Turtles Never Finish the Race

Turtles Never Finish the Race
Photo by Ray Hennessy / Unsplash

I was flipping through the latest New Scientist magazine last week when I stumbled across yet another article claiming that a final theory of everything was just around the corner. Each time I see one of these articles I'm reminded of the endless stream of biology and physics professors lined up for their chance to begin talking about how they've gotten it all figured out - just a few more years.

Since the distant ancestors of those same ambitiously naive scientists proclaimed the very same prediction in previous centuries, I'm guessing that they are still wrong. In fact, if knowledge really is infinite, then we're exactly as close to the truth as we were when the first humans hit two rocks together to make fire.

The latest entry into the absurd is a 'new' claim that free will is an illusion and we are all just stuck in a galactic computer program. Hmmm. Do people actually mistake this nonsense as profound because it appears in a scientific journal? I'm sure that in the days of Zeno and Parmenides there was great debate over whether a tortoise could ever actually finish a race. I can imagine the self-assured intellectuals of the day walking down the street while arguing that Zeno is brilliant; motion is impossible. Thankfully, Newton cleared it all up for us in the Principia. What do you know? Motion is possible! Who woulda thunk? Not much has changed in two thousand years. We still choose to ignore the most obvious while contemplating the supposedly profound.

• **Tasks to carry out**
1 - In the essay on theories of everything, which magazine was the writer flipping through last week?
2 - Carry the essay on theories of everything forward, picking up right after its final sentence.

[Point-per-instance localization data]
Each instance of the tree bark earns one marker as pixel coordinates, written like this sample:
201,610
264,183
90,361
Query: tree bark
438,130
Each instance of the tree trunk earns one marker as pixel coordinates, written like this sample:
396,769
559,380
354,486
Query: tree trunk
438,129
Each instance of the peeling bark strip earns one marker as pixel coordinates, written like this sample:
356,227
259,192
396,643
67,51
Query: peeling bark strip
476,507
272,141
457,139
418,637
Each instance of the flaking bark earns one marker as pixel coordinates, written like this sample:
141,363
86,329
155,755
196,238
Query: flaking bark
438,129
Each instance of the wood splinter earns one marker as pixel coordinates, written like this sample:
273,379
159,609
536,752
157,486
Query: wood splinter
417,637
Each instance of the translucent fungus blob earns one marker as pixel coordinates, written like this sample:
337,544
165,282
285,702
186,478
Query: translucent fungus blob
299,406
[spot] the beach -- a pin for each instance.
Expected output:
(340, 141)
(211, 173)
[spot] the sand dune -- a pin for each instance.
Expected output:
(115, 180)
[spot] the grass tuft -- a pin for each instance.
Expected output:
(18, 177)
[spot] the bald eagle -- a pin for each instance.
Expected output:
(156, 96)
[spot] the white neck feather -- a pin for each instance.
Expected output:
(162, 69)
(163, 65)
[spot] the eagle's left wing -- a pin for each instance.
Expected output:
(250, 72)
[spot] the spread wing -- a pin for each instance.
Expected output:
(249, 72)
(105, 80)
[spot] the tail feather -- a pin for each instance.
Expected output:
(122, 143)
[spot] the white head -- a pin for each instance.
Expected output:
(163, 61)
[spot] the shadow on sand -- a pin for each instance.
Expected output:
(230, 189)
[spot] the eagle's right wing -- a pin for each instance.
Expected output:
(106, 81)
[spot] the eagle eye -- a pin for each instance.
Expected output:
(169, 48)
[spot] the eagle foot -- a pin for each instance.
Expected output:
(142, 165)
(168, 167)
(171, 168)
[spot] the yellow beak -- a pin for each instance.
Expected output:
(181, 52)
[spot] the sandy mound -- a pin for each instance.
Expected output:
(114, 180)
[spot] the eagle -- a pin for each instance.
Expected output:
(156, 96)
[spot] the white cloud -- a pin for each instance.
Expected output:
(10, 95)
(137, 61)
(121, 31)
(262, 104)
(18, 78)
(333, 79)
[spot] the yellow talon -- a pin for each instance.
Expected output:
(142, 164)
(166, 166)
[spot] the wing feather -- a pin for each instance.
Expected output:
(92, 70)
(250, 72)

• **Numbered answers**
1 - New Scientist

2 -
Nick Bostrom, a philosopher at Oxford University, thinks we have a 20% chance of living in a big computer. Wow. Now we've been thrown into the latest pretend profound idea - that we are living in a computer simulation that is controlled by some supreme beings born a zillion years ago. This same strange argument has been used by those whose wishful fantasies include being the progeny of aliens that left the Earth long, long ago. Why? Why do human always have to be the product of some other form of life? I've never understood it. Since we can't figure out how life came to be, we'll just invent aliens or computer simulations to explain it away. Of course, we're confronted by the very same problem: where did life come from? Whether galaxy size computer simulations or aliens from Zineble Genube, we are still no closer to discovering how life originated. These pontificating professors are certainly the children of Zeno. Really, everyone knows that motion is impossible. Turtles never finish the race.